=== Begin Enclosure ===
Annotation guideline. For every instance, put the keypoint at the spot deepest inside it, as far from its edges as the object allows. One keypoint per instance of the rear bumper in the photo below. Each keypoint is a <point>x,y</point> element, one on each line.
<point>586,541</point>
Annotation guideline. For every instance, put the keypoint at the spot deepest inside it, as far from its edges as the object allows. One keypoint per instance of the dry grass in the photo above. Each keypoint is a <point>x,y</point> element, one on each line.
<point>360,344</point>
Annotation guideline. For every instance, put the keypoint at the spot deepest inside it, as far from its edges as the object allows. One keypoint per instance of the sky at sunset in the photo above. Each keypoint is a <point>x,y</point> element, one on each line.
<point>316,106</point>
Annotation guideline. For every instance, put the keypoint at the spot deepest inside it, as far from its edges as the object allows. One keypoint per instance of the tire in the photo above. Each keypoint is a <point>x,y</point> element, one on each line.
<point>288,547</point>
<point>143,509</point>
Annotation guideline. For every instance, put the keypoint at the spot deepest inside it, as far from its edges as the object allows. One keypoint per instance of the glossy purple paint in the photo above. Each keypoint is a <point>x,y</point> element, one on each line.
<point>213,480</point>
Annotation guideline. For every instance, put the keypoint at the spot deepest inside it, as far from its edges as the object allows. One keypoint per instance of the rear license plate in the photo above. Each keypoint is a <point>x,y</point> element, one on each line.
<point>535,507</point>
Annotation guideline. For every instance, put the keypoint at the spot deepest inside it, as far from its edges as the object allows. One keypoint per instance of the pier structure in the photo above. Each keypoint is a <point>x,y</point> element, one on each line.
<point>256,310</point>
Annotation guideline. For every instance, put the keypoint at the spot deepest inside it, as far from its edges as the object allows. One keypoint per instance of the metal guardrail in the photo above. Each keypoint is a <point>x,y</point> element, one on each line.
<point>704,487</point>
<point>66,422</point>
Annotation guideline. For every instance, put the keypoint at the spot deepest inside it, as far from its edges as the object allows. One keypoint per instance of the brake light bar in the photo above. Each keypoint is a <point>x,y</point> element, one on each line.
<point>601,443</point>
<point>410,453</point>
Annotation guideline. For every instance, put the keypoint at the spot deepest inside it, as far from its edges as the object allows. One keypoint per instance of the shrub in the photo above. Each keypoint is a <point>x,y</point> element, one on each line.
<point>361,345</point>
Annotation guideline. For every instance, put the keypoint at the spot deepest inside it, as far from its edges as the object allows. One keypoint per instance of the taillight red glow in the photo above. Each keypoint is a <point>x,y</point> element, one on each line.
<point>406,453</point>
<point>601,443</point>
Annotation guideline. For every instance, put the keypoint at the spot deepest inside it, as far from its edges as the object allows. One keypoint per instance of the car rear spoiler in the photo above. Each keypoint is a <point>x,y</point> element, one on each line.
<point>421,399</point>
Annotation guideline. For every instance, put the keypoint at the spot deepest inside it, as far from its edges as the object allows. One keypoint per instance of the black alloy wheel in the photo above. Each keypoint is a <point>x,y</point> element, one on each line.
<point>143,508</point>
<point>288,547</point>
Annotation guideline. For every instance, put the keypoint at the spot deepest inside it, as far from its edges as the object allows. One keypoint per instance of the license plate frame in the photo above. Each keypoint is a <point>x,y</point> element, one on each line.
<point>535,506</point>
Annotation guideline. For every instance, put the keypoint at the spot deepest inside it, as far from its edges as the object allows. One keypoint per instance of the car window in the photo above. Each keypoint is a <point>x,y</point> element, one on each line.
=== End Enclosure ===
Take each record above and return it verbatim.

Answer for the task:
Annotation guideline. For every instance, put the keypoint at the spot deepest inside it, as far from its edges as the object allows. One keypoint per instance of the rear bumper in the photo below. Each keypoint is a <point>x,y</point> element, one on each line.
<point>586,541</point>
Annotation guideline. For every instance, put the keypoint at the spot deepest inside it, as far from its edges as the object allows. One keypoint per instance of the dry grass in the photo above. Each keypoint is a <point>x,y</point> element, one on each line.
<point>360,344</point>
Annotation guideline. For every instance, put the keypoint at the spot deepest inside it, as far from its edges as the object allows. One keypoint per instance of the sky at sunset in the photo above. Each keypoint is a <point>x,y</point> element, one on each line.
<point>316,106</point>
Annotation guideline. For every instance, put the keypoint at the spot deepest inside it, as far from its edges as the object allows. One keypoint per instance of the tire in the photo above. Each keypoint is a <point>x,y</point> element, one on each line.
<point>288,547</point>
<point>143,509</point>
Annotation guideline. For every instance, put the keypoint at the spot deepest inside it, as far from its edges as the object allows. One keypoint per instance of the glossy purple paint in the photo above. Each keypoint is a <point>x,y</point> element, one on each line.
<point>213,480</point>
Annotation guideline. For every instance, put the keypoint at the spot deepest inside it, as far from its edges as the object allows. One keypoint per instance of the rear license plate in the photo above. Each keypoint is a <point>x,y</point> element, one on each line.
<point>535,507</point>
Annotation guideline. For every instance, put the keypoint at the spot deepest inside it, as far from its edges as the object allows. One keypoint per instance of the pier structure in the photo above. Each keypoint is a <point>x,y</point> element, one on each line.
<point>256,310</point>
Annotation guideline. For every instance, put the keypoint at the spot deepest inside it, as far from its edges as the object allows. One keypoint per instance of the metal guardrail in the photo above. Each keypoint is a <point>x,y</point> element, one on each line.
<point>704,487</point>
<point>66,422</point>
Annotation guideline. For every instance, put the keypoint at the spot deepest inside it, as far from its edges as the object allows. One keypoint per instance of the brake light bar in the photo above. Each keypoint is a <point>x,y</point> element, one on each line.
<point>601,443</point>
<point>410,453</point>
Annotation guideline. For every instance, put the keypoint at the spot deepest inside it, as far from its edges as the object allows. One keypoint per instance of the shrub in the photo above. Each keypoint is a <point>x,y</point> element, one on each line.
<point>361,345</point>
Annotation guideline. For every instance, put the keypoint at the spot deepest inside it, as far from its edges as the object allows. One keypoint per instance of the taillight red glow in the photo above. Each keypoint is a <point>x,y</point> element, one on each line.
<point>406,453</point>
<point>601,443</point>
Annotation guideline. For every instance, put the keypoint at the spot deepest inside it, as far from its edges as the object allows. One keypoint per instance of the car rear spoiler in the photo above. Each keypoint is a <point>x,y</point> element, one on each line.
<point>421,399</point>
Annotation guideline. For every instance, put the keypoint at the spot deepest inside it, as far from its edges as the object allows. One keypoint per instance of the black alloy wheel in the photo above. Each keypoint is a <point>x,y</point> element, one on each line.
<point>143,508</point>
<point>288,547</point>
Annotation guideline. For every instance, put the keypoint at the spot deepest inside it, as far from its edges as the object allows. One keypoint per instance of the license plate frame in the photo above. Each keypoint is a <point>x,y</point> element, one on each line.
<point>535,506</point>
Annotation guideline. For every instance, put the keypoint at the spot deepest inside it, as far from its edges as the object allows. One keypoint per instance of the car window in the photo above. Each keypoint is a <point>x,y</point> element, one on each line.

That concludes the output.